The haughty-looking bag of fluff that is the little owl was introduced to Britain at the end of the nineteenth century. According to the RSPB, data suggests little owl numbers are declining, with the UK population estimated to be down by 24 per cent between 1995 and 2008. They eat insects and worms, and aren’t a big problem here.

The little owl was introduced the UK in the 19th century

Ring-necked parakeets

The well-worn urban myth is that legendary axe-slinger Jimi Hendrix released the first pair of ring-necked parakeets. Whatever happened, since the late 1960s when captive birds either escaped or released by someone, it has become the UK's most abundant naturalised parrot.

It is still early days in being able to see their ecological impact, but the RSPB has raised concerns about their potential impact on native bird species such as woodpeckers, starlings and nuthatches, and has called for them to be monitored.

Many parks in southeast England are now teeming with parakeets

Japanese knotweed

It’s not just jumping and wriggling creatures we have to worry about - non-native plants are also gate-crashing the ecological party here in Britain - and Japanese knotweed is one of the most pernicious weeds to ever grow roots in the UK.

It is particularly difficult to eradicate as it reproduces from tiny fragments, so any soil contaminated with Japanese knotweed must be disposed of at registered sites to prevent its spread. It can impact construction materials such as brickwork, tarmac and concrete, the Royal Horticultural Society warns.

— INFORMATION GIVEN —
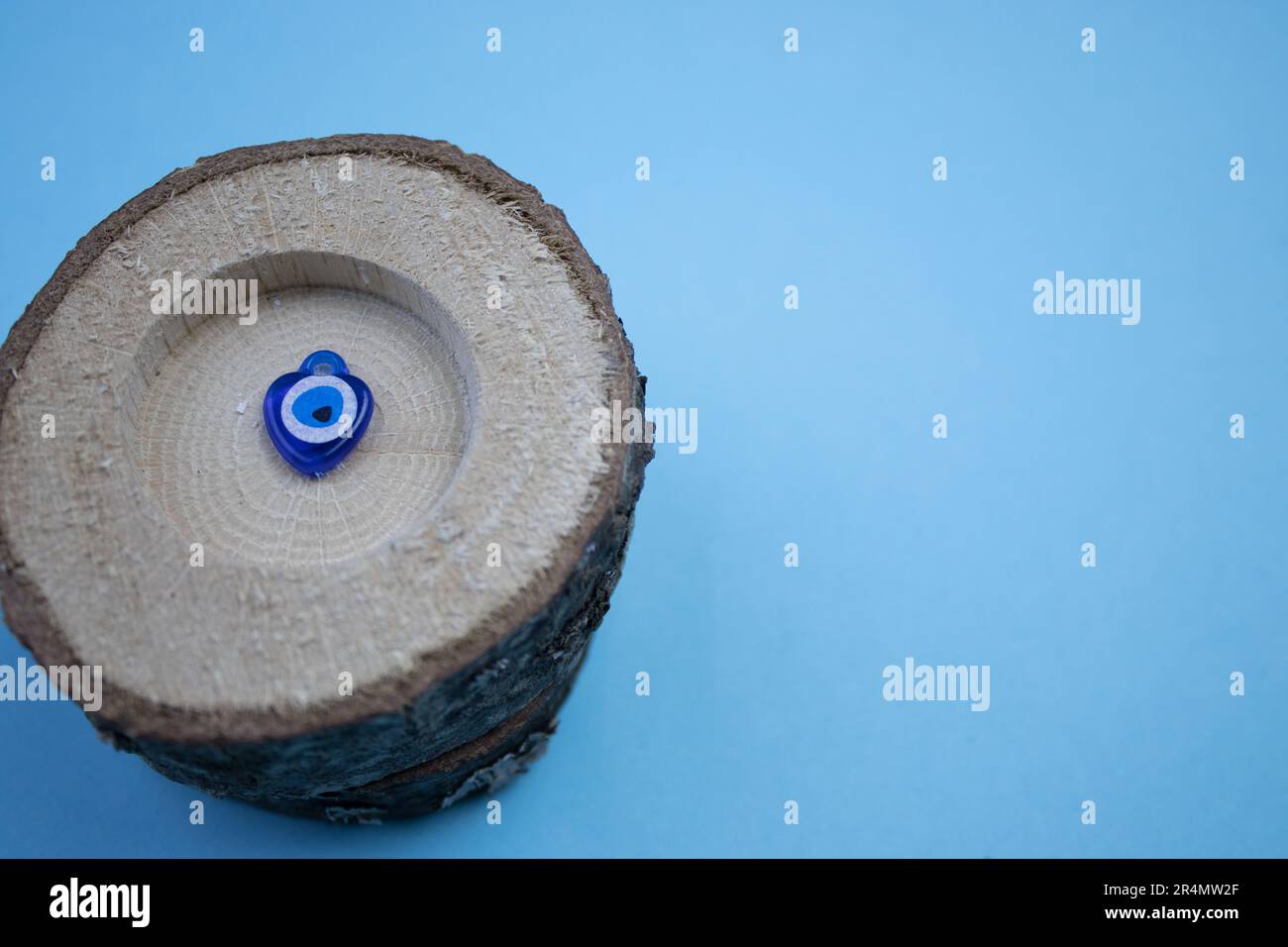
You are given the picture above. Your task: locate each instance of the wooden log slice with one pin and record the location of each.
(452, 566)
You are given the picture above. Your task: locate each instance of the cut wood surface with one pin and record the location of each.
(452, 567)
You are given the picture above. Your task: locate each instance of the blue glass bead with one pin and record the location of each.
(316, 415)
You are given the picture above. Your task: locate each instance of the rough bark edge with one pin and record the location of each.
(541, 655)
(129, 715)
(482, 766)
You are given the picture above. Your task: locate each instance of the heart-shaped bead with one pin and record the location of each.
(316, 415)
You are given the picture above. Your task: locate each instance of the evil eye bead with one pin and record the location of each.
(320, 408)
(316, 416)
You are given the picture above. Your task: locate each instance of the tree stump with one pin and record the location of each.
(399, 631)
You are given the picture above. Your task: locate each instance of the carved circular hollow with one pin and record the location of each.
(452, 567)
(198, 436)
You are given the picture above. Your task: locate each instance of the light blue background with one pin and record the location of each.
(814, 425)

— WORK TO DO —
In the text on non-native species in Britain, what must be done with soil contaminated with Japanese knotweed?

— EXPECTED ANSWER —
It must be disposed of at registered sites to prevent the weed's spread.